- **ИСХОДНЫЙ ТЕКСТ**:
□ □ □ □ □ □ □

Мы переглянулись. А когда мужчины отошли, стали еще больше смеяться над Борисом:
— Вы, значит, лису от собаки по цвету шерсти отличаете. Так, что ли?
…К своему удивлению, войдя в довольно большую комнату чайной, мы увидели столики, накрытые белыми накрахмаленными скатертями. Здесь, за сотни километров от ближайшего города, в каком-то захолустном селе миловидная официантка в белом передничке предлагает меню.
— Что вы желаете?
В чайной был довольно большой выбор блюд, и мы решили здесь пообедать, а свои продукты сохранить на будущее.
Поев, мы выехали из села и в условленном месте стали производить измерения. Радиоактивность здесь была невысокой, хотя и несколько больше фона. Мы переходили от одной точки к другой, делая пометки на карте местности. Но вот из-за куста выскочил заяц. Борис вскинул ружье. Раздался выстрел, и заяц упал.
— Молодец! — раздалось сразу несколько голосов. — Ну, теперь полностью реабилитировал себя.

□ □ □ □ □ □ □

- **ИСХОДНЫЕ ДАННЫЕ**:
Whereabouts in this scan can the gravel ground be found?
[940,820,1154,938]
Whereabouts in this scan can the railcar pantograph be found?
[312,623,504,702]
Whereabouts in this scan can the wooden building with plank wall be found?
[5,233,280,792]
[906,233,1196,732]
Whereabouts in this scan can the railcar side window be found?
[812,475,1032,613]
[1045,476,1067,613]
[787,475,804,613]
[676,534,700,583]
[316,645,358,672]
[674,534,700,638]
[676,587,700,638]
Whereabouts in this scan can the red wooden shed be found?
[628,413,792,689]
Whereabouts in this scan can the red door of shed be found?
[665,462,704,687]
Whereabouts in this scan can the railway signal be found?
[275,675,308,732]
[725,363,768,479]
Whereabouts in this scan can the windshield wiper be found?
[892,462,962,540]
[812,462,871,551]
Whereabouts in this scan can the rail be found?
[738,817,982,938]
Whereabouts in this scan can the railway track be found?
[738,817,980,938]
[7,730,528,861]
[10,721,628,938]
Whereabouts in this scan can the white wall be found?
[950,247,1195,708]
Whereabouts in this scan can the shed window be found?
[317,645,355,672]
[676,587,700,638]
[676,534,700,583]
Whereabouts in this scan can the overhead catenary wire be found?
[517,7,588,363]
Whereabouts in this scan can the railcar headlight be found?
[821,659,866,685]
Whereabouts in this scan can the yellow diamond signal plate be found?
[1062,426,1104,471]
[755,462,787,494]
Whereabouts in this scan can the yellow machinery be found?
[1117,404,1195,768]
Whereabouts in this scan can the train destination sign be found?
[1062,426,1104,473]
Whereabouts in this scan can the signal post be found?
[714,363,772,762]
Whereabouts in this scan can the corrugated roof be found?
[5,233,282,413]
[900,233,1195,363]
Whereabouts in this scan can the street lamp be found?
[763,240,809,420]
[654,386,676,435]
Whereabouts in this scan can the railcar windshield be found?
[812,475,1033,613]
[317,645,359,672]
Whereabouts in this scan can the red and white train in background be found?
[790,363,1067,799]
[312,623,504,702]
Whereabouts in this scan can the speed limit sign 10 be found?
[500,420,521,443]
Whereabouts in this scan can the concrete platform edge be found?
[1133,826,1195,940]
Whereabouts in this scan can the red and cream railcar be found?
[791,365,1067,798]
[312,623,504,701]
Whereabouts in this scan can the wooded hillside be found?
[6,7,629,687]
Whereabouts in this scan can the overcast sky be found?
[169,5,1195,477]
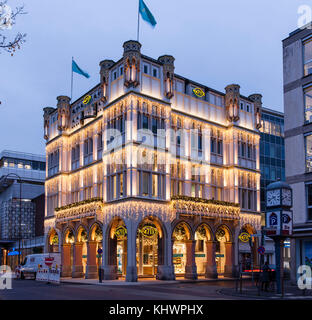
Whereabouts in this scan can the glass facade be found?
[260,110,285,212]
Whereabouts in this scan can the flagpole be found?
[137,0,140,42]
[70,57,74,101]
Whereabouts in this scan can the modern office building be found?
[44,41,262,281]
[283,26,312,281]
[260,107,285,212]
[260,107,290,269]
[0,150,45,264]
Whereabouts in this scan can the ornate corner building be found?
[44,41,262,281]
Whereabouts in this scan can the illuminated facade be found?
[44,41,262,281]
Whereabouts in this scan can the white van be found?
[15,253,61,279]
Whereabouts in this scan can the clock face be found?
[267,189,281,207]
[282,189,291,207]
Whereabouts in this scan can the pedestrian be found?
[261,261,271,291]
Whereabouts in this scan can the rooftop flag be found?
[72,59,90,78]
[139,0,157,27]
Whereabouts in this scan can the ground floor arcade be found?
[46,199,260,281]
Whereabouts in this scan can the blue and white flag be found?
[139,0,157,28]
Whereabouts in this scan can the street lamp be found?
[3,173,22,264]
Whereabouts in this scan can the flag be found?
[139,0,157,27]
[72,59,90,78]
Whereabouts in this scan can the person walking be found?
[261,261,271,291]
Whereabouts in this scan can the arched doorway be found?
[62,229,75,277]
[239,224,259,272]
[48,229,60,253]
[107,217,127,278]
[136,217,164,277]
[75,227,88,274]
[172,222,191,276]
[195,224,214,275]
[90,223,103,268]
[216,225,233,274]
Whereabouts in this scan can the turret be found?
[43,107,55,140]
[248,93,262,129]
[225,84,240,122]
[158,55,175,99]
[57,96,70,131]
[123,40,141,88]
[100,60,115,103]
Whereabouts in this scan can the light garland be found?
[55,201,103,222]
[171,197,240,220]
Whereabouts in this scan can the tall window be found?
[97,132,103,160]
[305,135,312,172]
[303,39,312,76]
[83,138,93,165]
[71,144,80,170]
[304,88,312,122]
[48,149,60,177]
[306,184,312,220]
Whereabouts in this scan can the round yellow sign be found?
[82,95,92,104]
[193,88,205,98]
[238,232,250,242]
[141,226,157,238]
[115,226,127,238]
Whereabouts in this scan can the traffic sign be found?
[257,246,265,254]
[44,257,54,267]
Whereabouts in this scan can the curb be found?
[61,278,240,286]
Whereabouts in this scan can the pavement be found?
[219,282,312,300]
[61,278,235,286]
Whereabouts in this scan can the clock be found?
[282,189,291,207]
[267,189,281,207]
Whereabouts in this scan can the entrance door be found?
[136,223,159,277]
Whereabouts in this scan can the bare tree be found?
[0,0,26,56]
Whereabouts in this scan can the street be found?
[0,280,250,300]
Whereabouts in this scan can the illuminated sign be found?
[141,226,158,238]
[238,232,250,242]
[82,95,92,104]
[115,226,127,238]
[193,88,205,98]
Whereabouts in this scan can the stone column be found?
[62,243,72,277]
[126,222,138,282]
[185,240,197,280]
[72,242,83,278]
[205,241,218,279]
[86,241,98,279]
[224,242,235,277]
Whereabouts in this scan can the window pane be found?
[306,135,312,172]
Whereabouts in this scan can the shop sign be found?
[141,226,158,238]
[238,232,250,242]
[82,94,92,104]
[193,88,205,98]
[115,226,127,238]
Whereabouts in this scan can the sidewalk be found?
[219,283,312,300]
[61,278,241,286]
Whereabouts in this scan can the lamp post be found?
[4,173,22,264]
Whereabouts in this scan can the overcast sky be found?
[0,0,312,153]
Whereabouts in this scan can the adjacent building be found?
[44,41,262,281]
[283,26,312,281]
[0,150,45,265]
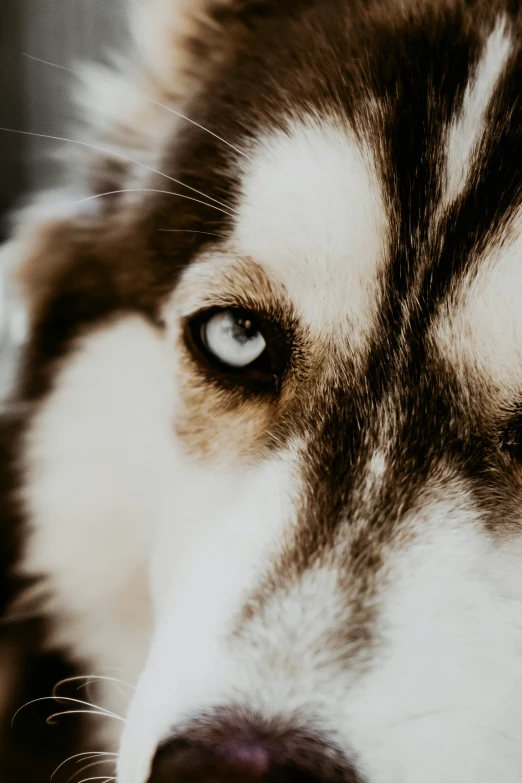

□ □ □ □ □ □ □

- **ЗАДАНИЕ**: Продублируйте фрагмент исходного текста без изменений, начиная со слов «Мы переглянулись. А» и далее вплоть до слов «Что вы желаете?».

- **ОТВЕТ**:
Мы переглянулись. А когда мужчины отошли, стали еще больше смеяться над Борисом:
— Вы, значит, лису от собаки по цвету шерсти отличаете. Так, что ли?
…К своему удивлению, войдя в довольно большую комнату чайной, мы увидели столики, накрытые белыми накрахмаленными скатертями. Здесь, за сотни километров от ближайшего города, в каком-то захолустном селе миловидная официантка в белом передничке предлагает меню.
— Что вы желаете?